+++ Task data

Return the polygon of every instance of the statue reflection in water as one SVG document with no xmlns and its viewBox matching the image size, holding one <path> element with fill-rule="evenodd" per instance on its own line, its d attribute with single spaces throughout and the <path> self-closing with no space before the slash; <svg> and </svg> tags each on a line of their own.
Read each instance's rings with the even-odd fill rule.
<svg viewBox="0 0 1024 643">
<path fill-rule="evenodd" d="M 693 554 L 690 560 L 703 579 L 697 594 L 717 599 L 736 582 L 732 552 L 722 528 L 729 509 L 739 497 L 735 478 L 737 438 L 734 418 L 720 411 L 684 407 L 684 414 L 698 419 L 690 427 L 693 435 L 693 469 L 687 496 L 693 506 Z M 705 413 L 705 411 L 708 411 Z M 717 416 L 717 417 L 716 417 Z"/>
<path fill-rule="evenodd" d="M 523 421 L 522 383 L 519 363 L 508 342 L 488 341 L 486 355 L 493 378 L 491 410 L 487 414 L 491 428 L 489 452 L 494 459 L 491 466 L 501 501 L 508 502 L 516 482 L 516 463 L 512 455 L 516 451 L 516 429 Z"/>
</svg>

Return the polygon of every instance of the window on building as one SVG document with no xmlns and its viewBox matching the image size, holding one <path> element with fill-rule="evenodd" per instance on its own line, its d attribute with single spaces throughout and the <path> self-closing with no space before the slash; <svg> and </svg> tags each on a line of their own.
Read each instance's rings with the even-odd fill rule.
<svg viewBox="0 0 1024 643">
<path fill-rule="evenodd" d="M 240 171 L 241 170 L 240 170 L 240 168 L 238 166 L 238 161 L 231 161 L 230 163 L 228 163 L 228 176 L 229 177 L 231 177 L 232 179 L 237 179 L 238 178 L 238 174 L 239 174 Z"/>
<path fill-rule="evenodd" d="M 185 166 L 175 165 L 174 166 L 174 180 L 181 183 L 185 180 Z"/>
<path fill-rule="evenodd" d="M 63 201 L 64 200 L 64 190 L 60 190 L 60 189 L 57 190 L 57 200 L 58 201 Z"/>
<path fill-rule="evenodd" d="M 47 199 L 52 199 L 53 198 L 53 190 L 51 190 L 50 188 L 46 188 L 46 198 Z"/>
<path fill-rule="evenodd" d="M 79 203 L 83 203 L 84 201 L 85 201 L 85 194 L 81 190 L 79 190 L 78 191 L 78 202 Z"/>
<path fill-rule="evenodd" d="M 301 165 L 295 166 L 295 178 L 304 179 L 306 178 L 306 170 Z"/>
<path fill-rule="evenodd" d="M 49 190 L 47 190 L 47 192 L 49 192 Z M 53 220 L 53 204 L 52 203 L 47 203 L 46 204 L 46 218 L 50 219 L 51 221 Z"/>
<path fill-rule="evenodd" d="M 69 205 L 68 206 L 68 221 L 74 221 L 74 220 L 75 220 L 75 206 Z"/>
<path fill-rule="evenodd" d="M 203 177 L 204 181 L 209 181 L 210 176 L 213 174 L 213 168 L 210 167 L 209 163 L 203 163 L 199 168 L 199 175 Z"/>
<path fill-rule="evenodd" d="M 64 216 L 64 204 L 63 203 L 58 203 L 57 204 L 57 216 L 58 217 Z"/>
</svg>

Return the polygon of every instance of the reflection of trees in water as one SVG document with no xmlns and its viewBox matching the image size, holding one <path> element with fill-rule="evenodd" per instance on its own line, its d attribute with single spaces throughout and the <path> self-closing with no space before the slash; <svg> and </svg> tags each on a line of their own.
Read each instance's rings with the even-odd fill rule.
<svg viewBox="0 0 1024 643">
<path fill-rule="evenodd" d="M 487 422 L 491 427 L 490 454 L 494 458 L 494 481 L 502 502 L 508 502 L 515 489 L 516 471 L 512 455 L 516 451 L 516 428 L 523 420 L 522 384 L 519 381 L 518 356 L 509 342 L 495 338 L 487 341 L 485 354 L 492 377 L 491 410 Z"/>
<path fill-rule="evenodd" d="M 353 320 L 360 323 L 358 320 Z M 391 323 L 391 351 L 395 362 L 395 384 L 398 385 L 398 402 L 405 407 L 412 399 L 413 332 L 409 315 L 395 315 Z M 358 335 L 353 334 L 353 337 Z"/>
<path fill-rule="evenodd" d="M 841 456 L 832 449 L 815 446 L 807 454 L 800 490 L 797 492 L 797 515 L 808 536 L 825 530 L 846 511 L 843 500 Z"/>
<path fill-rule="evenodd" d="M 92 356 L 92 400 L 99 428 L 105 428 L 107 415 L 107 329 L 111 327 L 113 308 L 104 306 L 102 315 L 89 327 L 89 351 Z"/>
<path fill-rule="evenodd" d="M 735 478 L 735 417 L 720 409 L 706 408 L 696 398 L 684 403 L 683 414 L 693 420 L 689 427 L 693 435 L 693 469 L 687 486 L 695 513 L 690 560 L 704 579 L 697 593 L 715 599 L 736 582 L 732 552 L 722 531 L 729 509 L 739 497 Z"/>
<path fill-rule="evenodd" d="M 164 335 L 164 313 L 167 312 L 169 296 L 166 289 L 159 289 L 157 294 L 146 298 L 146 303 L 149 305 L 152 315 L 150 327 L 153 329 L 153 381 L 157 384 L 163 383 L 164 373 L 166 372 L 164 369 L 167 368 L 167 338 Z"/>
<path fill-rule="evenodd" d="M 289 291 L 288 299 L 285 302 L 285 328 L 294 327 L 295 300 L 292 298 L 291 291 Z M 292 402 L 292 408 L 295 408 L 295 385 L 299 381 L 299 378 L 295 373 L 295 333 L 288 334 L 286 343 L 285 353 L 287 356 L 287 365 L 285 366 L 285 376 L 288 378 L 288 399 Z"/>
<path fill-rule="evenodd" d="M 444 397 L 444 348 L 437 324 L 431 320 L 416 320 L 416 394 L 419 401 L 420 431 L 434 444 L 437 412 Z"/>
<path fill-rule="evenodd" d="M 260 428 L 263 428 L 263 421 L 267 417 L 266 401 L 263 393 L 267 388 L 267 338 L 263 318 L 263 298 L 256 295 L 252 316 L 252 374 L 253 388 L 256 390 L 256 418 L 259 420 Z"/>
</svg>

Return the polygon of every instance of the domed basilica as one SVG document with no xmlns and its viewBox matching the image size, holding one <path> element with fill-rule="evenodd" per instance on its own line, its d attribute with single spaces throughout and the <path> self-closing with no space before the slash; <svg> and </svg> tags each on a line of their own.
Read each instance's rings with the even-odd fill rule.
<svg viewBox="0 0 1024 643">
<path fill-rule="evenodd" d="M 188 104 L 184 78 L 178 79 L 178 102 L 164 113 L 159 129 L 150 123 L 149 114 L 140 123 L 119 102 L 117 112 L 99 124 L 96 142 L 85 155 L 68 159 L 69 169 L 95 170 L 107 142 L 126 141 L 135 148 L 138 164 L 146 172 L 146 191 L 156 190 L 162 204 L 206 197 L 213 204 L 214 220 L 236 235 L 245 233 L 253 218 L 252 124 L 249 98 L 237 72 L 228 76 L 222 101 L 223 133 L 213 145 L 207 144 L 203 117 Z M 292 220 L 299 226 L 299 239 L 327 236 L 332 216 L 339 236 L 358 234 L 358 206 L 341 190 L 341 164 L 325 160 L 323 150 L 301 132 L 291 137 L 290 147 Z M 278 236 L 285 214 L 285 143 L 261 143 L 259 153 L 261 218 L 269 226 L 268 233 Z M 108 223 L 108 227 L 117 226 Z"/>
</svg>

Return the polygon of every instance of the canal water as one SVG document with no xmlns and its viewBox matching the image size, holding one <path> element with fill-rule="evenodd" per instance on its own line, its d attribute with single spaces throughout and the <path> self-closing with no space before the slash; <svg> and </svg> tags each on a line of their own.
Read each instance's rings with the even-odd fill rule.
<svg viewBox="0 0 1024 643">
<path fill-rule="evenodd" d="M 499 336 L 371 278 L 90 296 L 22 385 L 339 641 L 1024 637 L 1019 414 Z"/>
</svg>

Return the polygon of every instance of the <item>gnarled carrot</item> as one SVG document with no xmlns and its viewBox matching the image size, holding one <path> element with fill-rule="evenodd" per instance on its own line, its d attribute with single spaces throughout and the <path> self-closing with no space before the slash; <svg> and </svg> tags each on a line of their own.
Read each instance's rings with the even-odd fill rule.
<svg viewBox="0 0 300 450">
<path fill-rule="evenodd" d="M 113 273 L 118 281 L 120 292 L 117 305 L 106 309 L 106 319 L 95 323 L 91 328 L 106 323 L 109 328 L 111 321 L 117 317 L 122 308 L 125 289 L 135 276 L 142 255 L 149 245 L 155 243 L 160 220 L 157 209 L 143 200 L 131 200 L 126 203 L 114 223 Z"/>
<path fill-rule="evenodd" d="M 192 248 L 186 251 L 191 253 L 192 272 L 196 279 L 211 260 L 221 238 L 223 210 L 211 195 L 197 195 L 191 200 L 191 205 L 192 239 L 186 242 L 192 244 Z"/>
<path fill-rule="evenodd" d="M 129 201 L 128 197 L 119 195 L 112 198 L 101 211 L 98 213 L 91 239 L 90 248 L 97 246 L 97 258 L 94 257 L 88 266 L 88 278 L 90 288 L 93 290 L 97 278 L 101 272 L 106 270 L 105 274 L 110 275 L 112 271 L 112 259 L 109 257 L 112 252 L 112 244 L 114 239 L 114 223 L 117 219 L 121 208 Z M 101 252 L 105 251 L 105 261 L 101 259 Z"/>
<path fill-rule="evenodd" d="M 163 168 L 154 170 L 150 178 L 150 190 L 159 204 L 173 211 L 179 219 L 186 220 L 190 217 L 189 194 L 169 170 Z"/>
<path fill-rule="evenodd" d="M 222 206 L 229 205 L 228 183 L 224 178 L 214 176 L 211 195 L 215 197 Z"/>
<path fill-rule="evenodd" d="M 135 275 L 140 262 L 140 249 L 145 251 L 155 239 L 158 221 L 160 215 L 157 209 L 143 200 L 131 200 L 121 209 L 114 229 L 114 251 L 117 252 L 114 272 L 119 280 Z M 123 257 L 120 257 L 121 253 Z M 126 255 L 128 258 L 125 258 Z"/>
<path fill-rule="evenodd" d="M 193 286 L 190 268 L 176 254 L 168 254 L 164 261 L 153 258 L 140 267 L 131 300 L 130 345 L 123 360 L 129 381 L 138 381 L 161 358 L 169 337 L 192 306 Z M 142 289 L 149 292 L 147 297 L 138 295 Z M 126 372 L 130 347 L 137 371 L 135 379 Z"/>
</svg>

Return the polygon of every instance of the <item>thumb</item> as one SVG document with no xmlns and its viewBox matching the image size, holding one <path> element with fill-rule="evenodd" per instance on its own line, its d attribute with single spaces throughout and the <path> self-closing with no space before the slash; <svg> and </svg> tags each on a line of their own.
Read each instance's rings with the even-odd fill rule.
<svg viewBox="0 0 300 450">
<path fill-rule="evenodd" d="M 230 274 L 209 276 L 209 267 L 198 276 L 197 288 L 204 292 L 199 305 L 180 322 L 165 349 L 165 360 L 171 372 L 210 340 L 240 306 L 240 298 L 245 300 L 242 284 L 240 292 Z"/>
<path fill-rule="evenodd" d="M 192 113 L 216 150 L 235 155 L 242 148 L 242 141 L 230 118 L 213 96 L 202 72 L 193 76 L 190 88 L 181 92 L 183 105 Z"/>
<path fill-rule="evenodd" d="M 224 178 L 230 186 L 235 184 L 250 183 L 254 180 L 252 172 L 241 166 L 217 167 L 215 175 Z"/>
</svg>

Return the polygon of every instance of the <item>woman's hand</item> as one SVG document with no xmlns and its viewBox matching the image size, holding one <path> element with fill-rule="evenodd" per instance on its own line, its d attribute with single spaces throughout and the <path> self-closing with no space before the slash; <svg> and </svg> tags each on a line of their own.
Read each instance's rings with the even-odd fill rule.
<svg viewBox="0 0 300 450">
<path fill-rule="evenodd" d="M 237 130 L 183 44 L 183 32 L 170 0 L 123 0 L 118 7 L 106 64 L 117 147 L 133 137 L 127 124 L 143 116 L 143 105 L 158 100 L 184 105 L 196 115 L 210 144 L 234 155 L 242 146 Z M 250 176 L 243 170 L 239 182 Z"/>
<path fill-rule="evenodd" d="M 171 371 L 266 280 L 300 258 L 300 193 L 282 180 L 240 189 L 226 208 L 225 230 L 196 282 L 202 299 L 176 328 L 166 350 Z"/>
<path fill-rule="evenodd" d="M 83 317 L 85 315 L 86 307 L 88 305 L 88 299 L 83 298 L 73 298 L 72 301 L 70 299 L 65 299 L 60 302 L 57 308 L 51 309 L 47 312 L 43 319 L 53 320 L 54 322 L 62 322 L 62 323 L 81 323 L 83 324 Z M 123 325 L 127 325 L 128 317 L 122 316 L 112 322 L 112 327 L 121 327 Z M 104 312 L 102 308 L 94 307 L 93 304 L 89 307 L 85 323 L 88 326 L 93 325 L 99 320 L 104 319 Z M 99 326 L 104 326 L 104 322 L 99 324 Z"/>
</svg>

++++++

Please state how many lines in the entries above include the word "reflection", giving only the number.

2